### Work to complete:
Copy the material below verbatim, from the first line to the last, and leave out the pictures.
────────────────────
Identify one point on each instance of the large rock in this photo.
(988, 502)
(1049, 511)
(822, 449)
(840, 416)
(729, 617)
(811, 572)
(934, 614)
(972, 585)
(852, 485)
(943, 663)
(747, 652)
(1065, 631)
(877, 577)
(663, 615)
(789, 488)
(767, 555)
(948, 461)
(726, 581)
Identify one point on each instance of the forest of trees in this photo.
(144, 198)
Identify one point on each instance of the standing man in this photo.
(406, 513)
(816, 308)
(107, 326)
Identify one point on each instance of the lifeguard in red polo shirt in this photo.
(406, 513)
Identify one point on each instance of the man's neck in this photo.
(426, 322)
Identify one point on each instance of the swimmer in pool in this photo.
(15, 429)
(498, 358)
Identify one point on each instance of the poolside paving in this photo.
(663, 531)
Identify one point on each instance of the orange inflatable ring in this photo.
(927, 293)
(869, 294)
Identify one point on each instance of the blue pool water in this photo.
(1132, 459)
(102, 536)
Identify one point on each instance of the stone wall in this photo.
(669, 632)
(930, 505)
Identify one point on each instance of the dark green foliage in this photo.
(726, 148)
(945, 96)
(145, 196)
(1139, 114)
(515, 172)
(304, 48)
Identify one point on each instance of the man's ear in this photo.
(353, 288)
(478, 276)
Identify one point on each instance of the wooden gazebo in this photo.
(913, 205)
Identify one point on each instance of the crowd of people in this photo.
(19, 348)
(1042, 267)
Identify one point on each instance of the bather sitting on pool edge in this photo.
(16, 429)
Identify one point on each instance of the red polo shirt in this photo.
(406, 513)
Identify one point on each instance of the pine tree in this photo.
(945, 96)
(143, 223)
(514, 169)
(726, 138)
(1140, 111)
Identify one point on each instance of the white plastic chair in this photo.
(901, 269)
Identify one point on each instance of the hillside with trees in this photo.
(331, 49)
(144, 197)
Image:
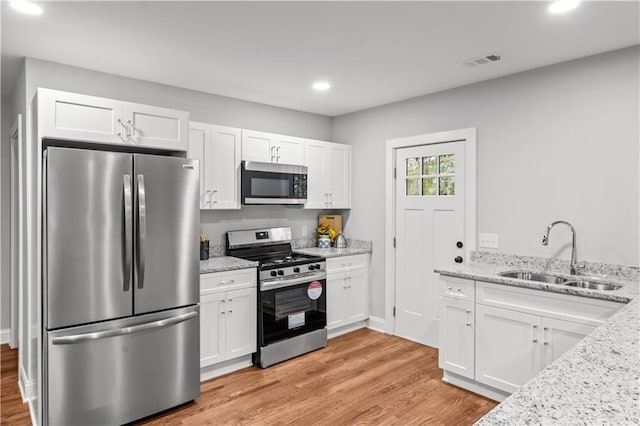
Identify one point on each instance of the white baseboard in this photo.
(377, 324)
(211, 371)
(4, 335)
(473, 386)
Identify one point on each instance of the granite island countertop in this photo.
(597, 381)
(225, 263)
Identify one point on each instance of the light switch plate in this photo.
(488, 241)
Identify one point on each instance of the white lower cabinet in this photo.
(228, 316)
(347, 290)
(494, 338)
(456, 337)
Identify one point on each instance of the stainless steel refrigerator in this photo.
(120, 285)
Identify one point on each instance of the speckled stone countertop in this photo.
(224, 263)
(595, 382)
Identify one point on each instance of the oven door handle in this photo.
(270, 285)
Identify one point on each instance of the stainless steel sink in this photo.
(534, 276)
(591, 285)
(556, 279)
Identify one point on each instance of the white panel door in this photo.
(288, 149)
(200, 149)
(357, 295)
(315, 154)
(157, 127)
(457, 337)
(242, 325)
(339, 176)
(80, 117)
(559, 336)
(429, 224)
(212, 329)
(336, 301)
(507, 347)
(225, 168)
(256, 146)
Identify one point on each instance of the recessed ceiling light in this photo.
(321, 86)
(562, 6)
(26, 7)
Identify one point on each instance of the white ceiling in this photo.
(270, 52)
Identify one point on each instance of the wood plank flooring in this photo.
(363, 378)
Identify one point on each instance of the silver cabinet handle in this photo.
(545, 338)
(123, 331)
(142, 229)
(128, 232)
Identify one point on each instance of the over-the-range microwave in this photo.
(273, 183)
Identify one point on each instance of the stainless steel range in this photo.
(292, 300)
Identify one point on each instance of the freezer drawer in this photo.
(123, 370)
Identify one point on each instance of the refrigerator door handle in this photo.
(67, 340)
(142, 230)
(128, 224)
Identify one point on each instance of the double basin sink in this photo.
(557, 279)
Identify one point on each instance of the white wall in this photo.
(560, 142)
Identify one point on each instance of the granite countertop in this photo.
(225, 263)
(597, 381)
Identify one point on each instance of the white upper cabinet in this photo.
(72, 116)
(272, 148)
(328, 175)
(218, 149)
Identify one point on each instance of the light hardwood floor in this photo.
(364, 377)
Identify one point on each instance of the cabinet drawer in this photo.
(583, 310)
(343, 263)
(227, 280)
(457, 288)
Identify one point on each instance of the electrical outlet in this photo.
(488, 241)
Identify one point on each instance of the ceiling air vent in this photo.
(481, 60)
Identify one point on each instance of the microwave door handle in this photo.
(142, 229)
(128, 224)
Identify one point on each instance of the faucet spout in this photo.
(574, 257)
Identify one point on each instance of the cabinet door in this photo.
(80, 117)
(317, 193)
(156, 127)
(507, 347)
(242, 322)
(336, 301)
(225, 167)
(559, 336)
(456, 352)
(288, 149)
(256, 146)
(200, 148)
(212, 329)
(357, 295)
(339, 176)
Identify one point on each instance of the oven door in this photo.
(291, 311)
(267, 183)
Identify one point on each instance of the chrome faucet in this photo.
(545, 242)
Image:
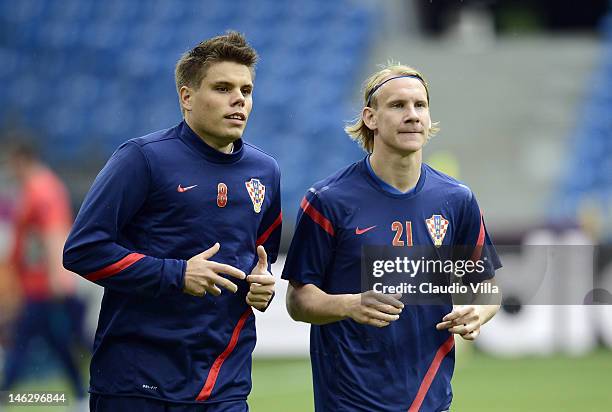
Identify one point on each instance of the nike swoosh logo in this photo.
(181, 189)
(362, 231)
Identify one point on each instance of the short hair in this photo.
(357, 129)
(233, 46)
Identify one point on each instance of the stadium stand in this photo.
(88, 75)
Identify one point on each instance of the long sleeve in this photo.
(270, 228)
(96, 247)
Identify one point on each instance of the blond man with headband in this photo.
(373, 351)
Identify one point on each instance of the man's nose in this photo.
(238, 98)
(411, 115)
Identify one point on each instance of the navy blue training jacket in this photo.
(160, 200)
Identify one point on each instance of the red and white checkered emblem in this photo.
(257, 193)
(437, 226)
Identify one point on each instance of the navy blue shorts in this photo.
(105, 403)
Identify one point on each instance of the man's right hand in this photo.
(203, 276)
(375, 309)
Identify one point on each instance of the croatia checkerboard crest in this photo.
(437, 226)
(257, 193)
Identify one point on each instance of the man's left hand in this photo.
(261, 283)
(464, 321)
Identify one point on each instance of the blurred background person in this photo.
(50, 309)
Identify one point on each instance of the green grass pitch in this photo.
(481, 383)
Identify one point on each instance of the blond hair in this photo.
(357, 129)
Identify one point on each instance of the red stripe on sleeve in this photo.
(115, 268)
(262, 239)
(480, 242)
(443, 350)
(214, 370)
(318, 218)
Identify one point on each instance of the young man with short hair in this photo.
(170, 215)
(369, 351)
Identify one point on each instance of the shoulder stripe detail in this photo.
(318, 218)
(216, 367)
(443, 350)
(115, 268)
(480, 242)
(265, 235)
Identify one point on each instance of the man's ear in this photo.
(368, 115)
(185, 95)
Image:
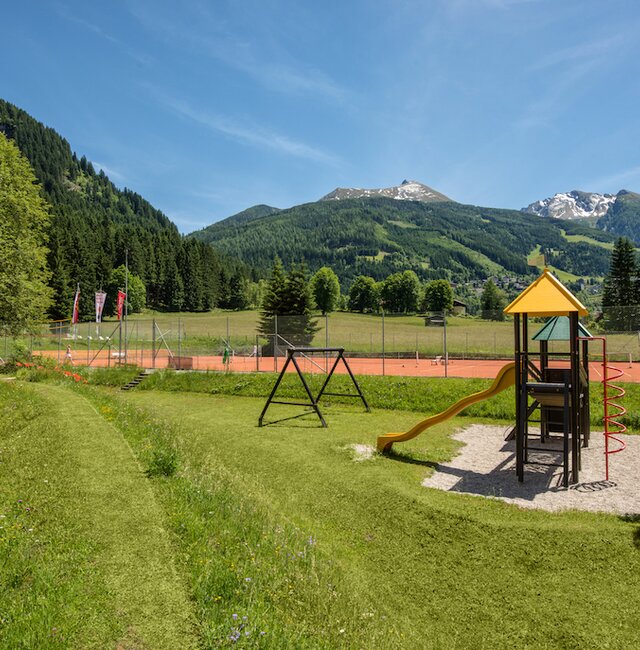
────────────────────
### Solution for this task:
Identify one point on each instance of the large rock in this photo.
(988, 502)
(1049, 511)
(822, 449)
(840, 416)
(729, 617)
(811, 572)
(934, 614)
(972, 585)
(852, 485)
(943, 663)
(747, 652)
(1065, 631)
(877, 577)
(663, 615)
(789, 488)
(767, 555)
(948, 461)
(726, 581)
Identify one point on each instance of the forest of trees in this photo.
(144, 198)
Identify one point on each instance of the standing man in this photo.
(406, 513)
(816, 308)
(107, 326)
Identify one point on each instance of the lifeguard in red polo shirt in this photo.
(406, 513)
Identify one point on each instance of the man's neck in this photo.
(426, 322)
Identify one point on each instance of the swimmer in pool in this photo.
(15, 429)
(498, 358)
Identify one point on each instance of the poolside paving in this photo.
(663, 531)
Identify one point on each instance of the orange inflatable ring in this photo.
(927, 293)
(869, 294)
Identify one point on each instance of the blue pool water in this photo.
(1132, 459)
(102, 536)
Identify one point on each instance of the stone wall in this photo.
(669, 632)
(930, 505)
Identify one point on each instance of the dark green foliage in this photo.
(726, 148)
(945, 96)
(145, 196)
(1139, 114)
(515, 172)
(304, 48)
Identify one point on each instance of the man's ear in this photo.
(353, 288)
(478, 276)
Identify one point on each instance of the wooden gazebo in this photo.
(913, 205)
Identify one point on each instance of the crowd of people in this photo.
(19, 348)
(1042, 267)
Identify one point on each instance of the bather sitting on pool edge in this photo.
(16, 429)
Identify one point on each instance of the red polo shirt in this photo.
(406, 513)
Identify one point on each instance of the pine tree in this photo.
(945, 96)
(143, 223)
(514, 169)
(726, 138)
(1140, 111)
Identify one point on each instance of the white plastic chair in this photo.
(901, 269)
Identify one point on each instance of the hillside with trees in this photo.
(331, 49)
(144, 197)
Image:
Identify one point on each instance of the white baseboard in this photo.
(377, 324)
(211, 371)
(4, 335)
(473, 386)
Identify one point on each instance of the granite island countertop in this photo.
(597, 381)
(225, 263)
Identify one point on each instance of the light switch plate in this photo.
(488, 241)
Identify one point on each instance of the white lower cabinet in this photo.
(228, 316)
(347, 290)
(494, 338)
(456, 337)
Identify one point on each instance of the stainless steel refrigerator in this photo.
(120, 285)
Identify one point on each instance of the speckled stone countertop in this photo.
(224, 263)
(595, 382)
Identify one point on each instance of the oven door handle in this photo.
(270, 285)
Identify one point on each instance of the stainless steel sink in this photo.
(534, 276)
(591, 285)
(556, 279)
Identify one point on each instance of the white panel door in this photo.
(288, 149)
(200, 149)
(357, 295)
(315, 154)
(157, 127)
(457, 337)
(242, 325)
(339, 176)
(80, 117)
(559, 336)
(429, 224)
(212, 329)
(336, 301)
(507, 347)
(225, 168)
(256, 146)
Identify one point on each instance of the recessed ceiling light in this photo.
(321, 86)
(562, 6)
(26, 7)
Identify one point on each instance of the white ceiling in this photo.
(270, 52)
Identify one point on each instance of the wood plank flooring in this photo.
(363, 378)
Identify one point on each instance of the silver cabinet handle in this photo.
(545, 338)
(123, 331)
(142, 229)
(128, 232)
Identify one point on each instance of the over-the-range microwave in this photo.
(273, 183)
Identify one point on each instance of the stainless steel range in this photo.
(292, 300)
Identify one point on each instance of the freezer drawer in this photo.
(123, 370)
Identify one point on each instance of the refrigerator door handle in this photo.
(67, 340)
(142, 230)
(128, 224)
Identify one point on each instance of the double basin sink in this photo.
(557, 279)
Identify one point on each instance of the white wall in this photo.
(560, 142)
Identify one point on each instance of the granite countertop in this photo.
(225, 263)
(597, 381)
Identify one point on each instance of the white upper cabinet in this photo.
(72, 116)
(272, 148)
(328, 175)
(218, 149)
Identify one point on each instance of the light hardwood floor in this photo.
(364, 377)
Identify one point on each instance of the cabinet drawer in this photo.
(583, 310)
(343, 263)
(227, 280)
(457, 288)
Identify one point on each instance of the electrical outlet in this photo.
(488, 241)
Identify one point on each instance of the ceiling air vent in this photo.
(481, 60)
Identify one point on each instance of the microwave door handle in this photo.
(142, 229)
(128, 224)
Identify one point on each instance of the faucet spout in this photo.
(574, 257)
Identify one point on each instance of the cabinet door in this photo.
(80, 117)
(317, 193)
(156, 127)
(507, 347)
(242, 322)
(336, 301)
(225, 167)
(559, 336)
(456, 352)
(288, 149)
(256, 146)
(200, 148)
(212, 329)
(357, 295)
(339, 176)
Identify one point on each instance of the oven door in this photo.
(291, 311)
(267, 183)
Identify one point on each instance of the chrome faucet in this photo.
(545, 242)
Image:
Identify one point on each instance of the nike swoosh logo in this photo.
(181, 189)
(362, 231)
Identify one point on each instance of the short hair in this photo.
(357, 129)
(233, 46)
Identify one point on each instance of the stadium stand in this photo.
(88, 75)
Identify one point on each instance of the long sleeve in this photo.
(270, 228)
(96, 247)
Identify one point on each instance of the blond man with headband in this photo.
(373, 351)
Identify one point on each instance of the man's nose in this photo.
(238, 98)
(411, 115)
Identify one point on each instance of the navy blue training jacket in this photo.
(160, 200)
Identify one point on each instance of the red and white checkered emblem in this photo.
(257, 193)
(437, 226)
Identify one point on each instance of the navy blue shorts in this photo.
(105, 403)
Identify one point on each instance of the man's right hand in this photo.
(203, 276)
(375, 309)
Identify one point on each instance of the croatia checkerboard crest in this photo.
(437, 226)
(257, 193)
Identify one point on each instance of the man's left hand in this photo.
(261, 283)
(464, 321)
Identify one point on each instance of the blurred background person in this photo.
(50, 309)
Identify one point on each instance of the green grass pitch in this photo.
(481, 383)
Identify one point on each instance of the blond hair in this photo.
(357, 129)
Identify one point on each instance of the red stripe on sleeve in this photo.
(115, 268)
(262, 239)
(480, 242)
(443, 350)
(214, 370)
(318, 218)
Identify one point on each instance of the young man with short hair in this photo.
(170, 215)
(369, 351)
Identify one point on each instance of the shoulder stripe detail in this photo.
(318, 218)
(216, 367)
(443, 350)
(115, 268)
(480, 242)
(265, 235)
Identify one point on each instance of the man's ear in this photo.
(368, 115)
(185, 95)
Image:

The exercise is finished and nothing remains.